Work to be completed: Repeat the data that follows, word for word, without the images.
━━━━
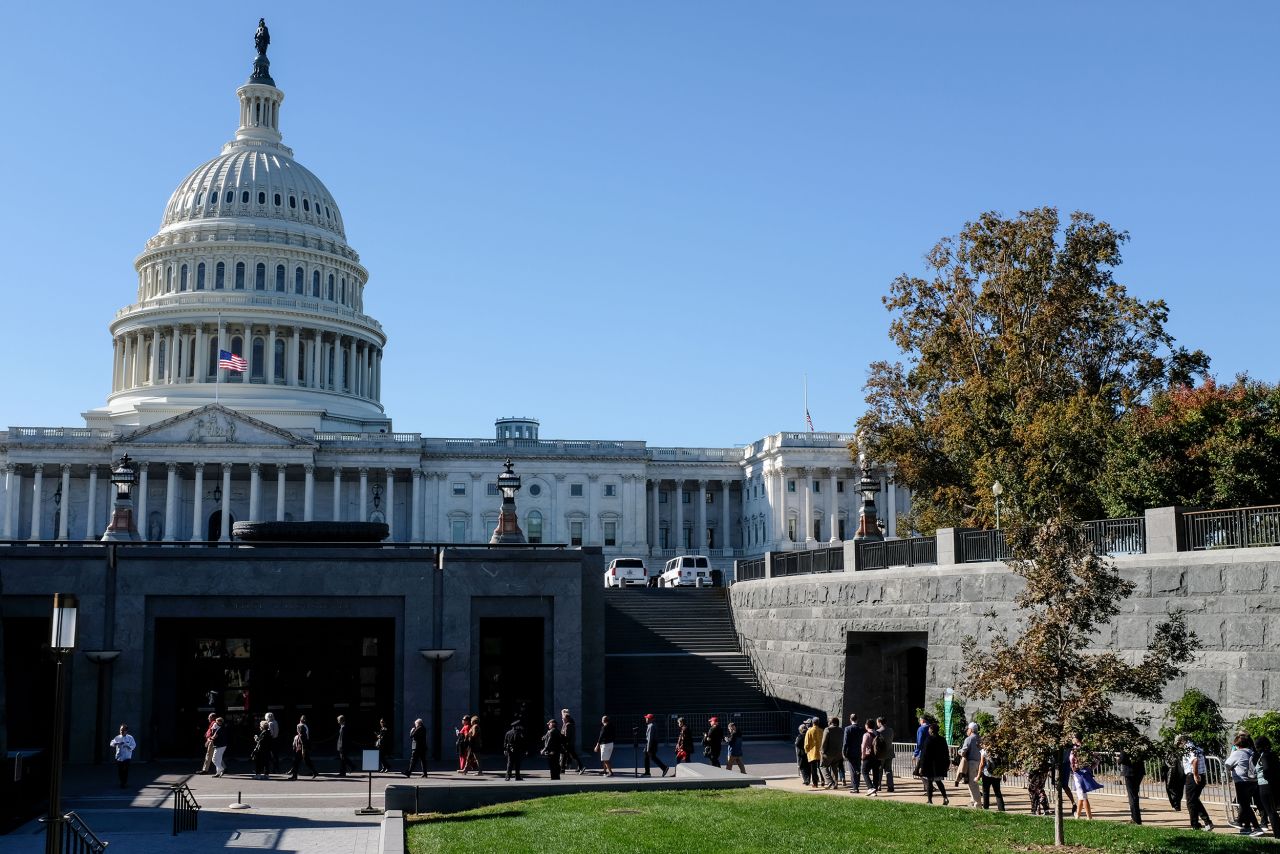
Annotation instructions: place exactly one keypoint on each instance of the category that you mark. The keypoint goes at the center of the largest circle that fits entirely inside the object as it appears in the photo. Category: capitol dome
(250, 295)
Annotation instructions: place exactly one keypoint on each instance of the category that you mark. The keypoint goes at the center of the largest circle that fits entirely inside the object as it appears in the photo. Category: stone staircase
(675, 651)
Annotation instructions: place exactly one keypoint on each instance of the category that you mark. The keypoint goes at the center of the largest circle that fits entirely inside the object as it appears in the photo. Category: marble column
(37, 489)
(833, 502)
(279, 492)
(309, 494)
(225, 534)
(337, 494)
(391, 505)
(91, 531)
(197, 521)
(170, 502)
(364, 494)
(255, 492)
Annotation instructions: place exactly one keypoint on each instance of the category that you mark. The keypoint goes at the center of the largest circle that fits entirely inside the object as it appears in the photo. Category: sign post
(370, 761)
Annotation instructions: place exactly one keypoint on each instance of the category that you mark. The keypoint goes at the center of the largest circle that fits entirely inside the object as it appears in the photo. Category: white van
(685, 571)
(624, 571)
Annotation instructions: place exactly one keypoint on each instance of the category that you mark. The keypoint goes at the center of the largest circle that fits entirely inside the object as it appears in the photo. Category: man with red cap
(650, 748)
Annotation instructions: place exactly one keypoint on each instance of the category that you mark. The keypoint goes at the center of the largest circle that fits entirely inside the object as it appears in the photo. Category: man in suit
(416, 748)
(650, 747)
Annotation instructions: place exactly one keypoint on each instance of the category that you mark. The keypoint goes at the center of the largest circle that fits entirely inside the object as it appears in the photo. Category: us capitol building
(252, 257)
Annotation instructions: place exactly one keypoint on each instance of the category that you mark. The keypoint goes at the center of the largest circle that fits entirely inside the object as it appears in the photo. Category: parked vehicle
(624, 571)
(685, 571)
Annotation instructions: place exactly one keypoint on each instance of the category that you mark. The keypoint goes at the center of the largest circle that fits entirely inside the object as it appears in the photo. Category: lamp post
(60, 644)
(508, 525)
(123, 526)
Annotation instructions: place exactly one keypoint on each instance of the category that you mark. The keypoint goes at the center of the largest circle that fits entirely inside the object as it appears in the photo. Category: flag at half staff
(231, 361)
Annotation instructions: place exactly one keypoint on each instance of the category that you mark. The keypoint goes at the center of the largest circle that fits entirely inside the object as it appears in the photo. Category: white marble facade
(252, 257)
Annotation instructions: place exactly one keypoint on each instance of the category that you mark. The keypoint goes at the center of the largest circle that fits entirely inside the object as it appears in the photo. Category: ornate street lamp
(123, 526)
(508, 526)
(60, 644)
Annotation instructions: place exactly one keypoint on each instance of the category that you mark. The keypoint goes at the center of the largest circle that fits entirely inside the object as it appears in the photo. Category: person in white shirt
(124, 747)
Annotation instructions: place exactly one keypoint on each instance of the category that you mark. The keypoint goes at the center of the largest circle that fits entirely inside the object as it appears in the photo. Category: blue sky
(645, 220)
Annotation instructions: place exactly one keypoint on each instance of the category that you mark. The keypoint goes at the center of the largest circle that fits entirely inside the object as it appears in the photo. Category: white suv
(624, 571)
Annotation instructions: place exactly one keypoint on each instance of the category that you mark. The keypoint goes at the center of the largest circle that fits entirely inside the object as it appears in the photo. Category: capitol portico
(251, 257)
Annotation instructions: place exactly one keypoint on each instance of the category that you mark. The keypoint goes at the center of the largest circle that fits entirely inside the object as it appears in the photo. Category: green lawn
(777, 822)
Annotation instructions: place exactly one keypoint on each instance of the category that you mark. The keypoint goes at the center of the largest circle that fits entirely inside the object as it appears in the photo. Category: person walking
(1267, 770)
(222, 738)
(935, 763)
(124, 745)
(513, 748)
(383, 744)
(416, 748)
(1133, 770)
(553, 745)
(1244, 776)
(813, 752)
(871, 765)
(992, 775)
(604, 745)
(568, 729)
(261, 748)
(650, 748)
(832, 753)
(734, 745)
(713, 741)
(970, 756)
(343, 745)
(1194, 768)
(885, 753)
(851, 752)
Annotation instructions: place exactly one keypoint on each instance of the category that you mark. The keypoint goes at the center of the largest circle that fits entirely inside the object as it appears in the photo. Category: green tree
(1022, 352)
(1045, 681)
(1197, 716)
(1212, 446)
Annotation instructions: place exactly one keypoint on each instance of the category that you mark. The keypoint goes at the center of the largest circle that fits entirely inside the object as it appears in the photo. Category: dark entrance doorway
(242, 668)
(511, 676)
(885, 676)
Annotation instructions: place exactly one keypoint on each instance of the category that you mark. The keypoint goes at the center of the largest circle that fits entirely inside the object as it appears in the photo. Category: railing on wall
(1235, 528)
(913, 551)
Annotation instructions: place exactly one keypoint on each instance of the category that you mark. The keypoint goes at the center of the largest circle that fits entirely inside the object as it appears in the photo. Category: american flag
(231, 361)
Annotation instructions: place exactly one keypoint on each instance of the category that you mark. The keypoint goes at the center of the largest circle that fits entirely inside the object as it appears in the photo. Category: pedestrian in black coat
(553, 748)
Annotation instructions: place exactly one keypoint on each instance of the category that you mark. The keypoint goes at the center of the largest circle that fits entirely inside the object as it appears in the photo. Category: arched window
(259, 361)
━━━━
Result of this task:
Annotation instructions: place exactly one keypoint on each instance of the category that you mark. The keypoint goes at the center of the largest circle that fits entirely inside the object as it appears in the photo. Category: capitol dome
(250, 295)
Annotation instructions: place exactly one keypoint on each instance of the category that you mark. The keypoint goes at the center of the largest circle that fits entirely inside the object as it appears in the photo. Category: stone staircase
(675, 651)
Annotation instructions: place exactly one keypoint on each instance of the category that you mark. The keypoint goes at the center of the largest circle that fits entirely inside the object as it appears in the photo. Category: marble column
(37, 489)
(833, 502)
(279, 492)
(309, 494)
(225, 534)
(337, 494)
(391, 505)
(91, 531)
(197, 521)
(170, 502)
(364, 494)
(255, 492)
Annotation instructions: place exactly one keypoint on each instance of the category that you mark. The keypoint goes at the center of the largest circle that fits entirely inside the object as it appears in the photo. Category: sign post
(370, 761)
Annotation instructions: place exactly one keypoint on each instance of the category that you mark. The keypoint goes at the center of the largest circle that fits entirely inside the object as it appears in the photo. Category: white van
(685, 571)
(624, 571)
Annotation instructions: place exactly one keypoint on each instance of the category that you mark. The keypoint goes at the center of the largest circle that fits entirely inside the object as it appears in the photo. Category: man with red cap
(650, 748)
Annotation instructions: place exactly one keypoint on each instance of the category that you mark. The keypoint goes at the center of the largest circle that fits entirely inside the object as it appears in the photo. Category: man in suit
(416, 748)
(650, 747)
Annotation instructions: place exactly one keypoint on each instance of the category that you mark. The keypoint goes at the center of the largest circle that fits entirely inside the object as it appears in the photo. Category: us capitol building
(252, 257)
Annotation instructions: place exactly one keypoint on each instance of the category that you mark. The keypoint goes at the center of the largest circle that fits entirely inside the object as it appears in the photo. Category: parked vehicle
(624, 571)
(685, 571)
Annotation instructions: place exactly one keypoint on each instance of the category that you mark. The keypoint goes at the center of the largest circle that fits entirely inside the object as it appears in the photo. Category: lamp post
(60, 644)
(508, 525)
(123, 526)
Annotation instructions: place exactly one keypoint on each instance of the category that you mark. The keypoint goes at the center of the largest circle that fits entirely inside the object as it appears in the photo. Category: flag at half staff
(231, 361)
Annotation instructions: place exactly one keypoint on each instance of the category that you mark. The keypoint goes at the center of the largest circle that fits entirely inside the object as it appears in the photo. Category: white marble facade
(252, 257)
Annotation instructions: place exactly one keypoint on each instance of the category that you mark. The keypoint goes at the center of the largest circle that fits entirely inside the object as it appears in the photo. Category: ornate street lamp
(123, 526)
(508, 526)
(60, 644)
Annotation instructions: place exactly one keypoint on each instance of the category that you mark. The keypoint goes at the center of the largest circle that fits entirely inside the object as it appears in the photo. Category: person in white shirt
(124, 747)
Annotation instructions: place exactly one keypoint on each instance of the category that you mark. The keypoint goes at the center of the largest circle that fits entirely inside the object as it appears in the photo. Category: blue sky
(645, 220)
Annotation instructions: place exactly one keypoint on each instance of the category that you mark. The keypoint goes at the center of the largest circle that fits entirely inside the object as it appears in the photo. Category: white suv
(624, 571)
Annotation instructions: place exactly one keypoint on each instance of the category that you mark. The keypoint goes at the center of the largest circle that fits entirely inside the object as it appears in the photo. Category: capitol portico
(251, 257)
Annotation instructions: place exactly one keypoint on each instance of the category that you mark. The keypoint goes at the center of the largest circle that fits entirely inside the object as it appears in the photo. Category: green lawn
(777, 822)
Annotation instructions: place exactly one keypoint on each instance of the category that you mark. The keypoint goes at the center of the largest circle that fits entirely inside the object as it appears in the photo. Category: person walking
(1267, 770)
(222, 738)
(935, 763)
(124, 745)
(513, 748)
(383, 744)
(416, 748)
(1133, 770)
(553, 745)
(1244, 776)
(813, 752)
(871, 765)
(992, 775)
(604, 745)
(568, 729)
(261, 748)
(650, 748)
(832, 753)
(734, 745)
(713, 741)
(970, 756)
(343, 745)
(1194, 768)
(885, 753)
(851, 752)
Annotation instructions: place exactly one keypoint on each instance of the category that you mark. The keypoint goes at the center of the largest circle that fits entirely inside the object as it appears in the photo. Category: green tree
(1022, 352)
(1045, 681)
(1197, 716)
(1212, 446)
Annotation instructions: place exactly one keypoint on each instance of the category that you mark. The keypoint goes at the center of the largest circle that fits entirely inside the object as it appears in the photo. Category: dark entrance doorway
(242, 668)
(511, 676)
(885, 676)
Annotation instructions: place exactly one keypoint on each instance of the category that you mark. The keypoint goes at the center of the largest circle that fits entirely inside the object as it appears in the photo. Category: railing on wall
(1235, 528)
(913, 551)
Annotation instructions: place exactly one keypoint on each instance of the category that you mark. The keypoint goes at the center of the largest circle that fits entirely inside the object as it appears in the photo. Category: american flag
(231, 361)
Annotation instructions: place exactly one keypoint on each instance of the category that you mark. The keypoint goes at the center of the largest circle that fits entirely inside the object as it appears in the photo. Category: pedestrian in black coat
(553, 748)
Annotation instructions: place exactly one keypoint on each instance of the category that you mark. The keypoint goes at the center of the largest circle that fits entirely inside the object as it appears in the photo. Category: arched window
(259, 361)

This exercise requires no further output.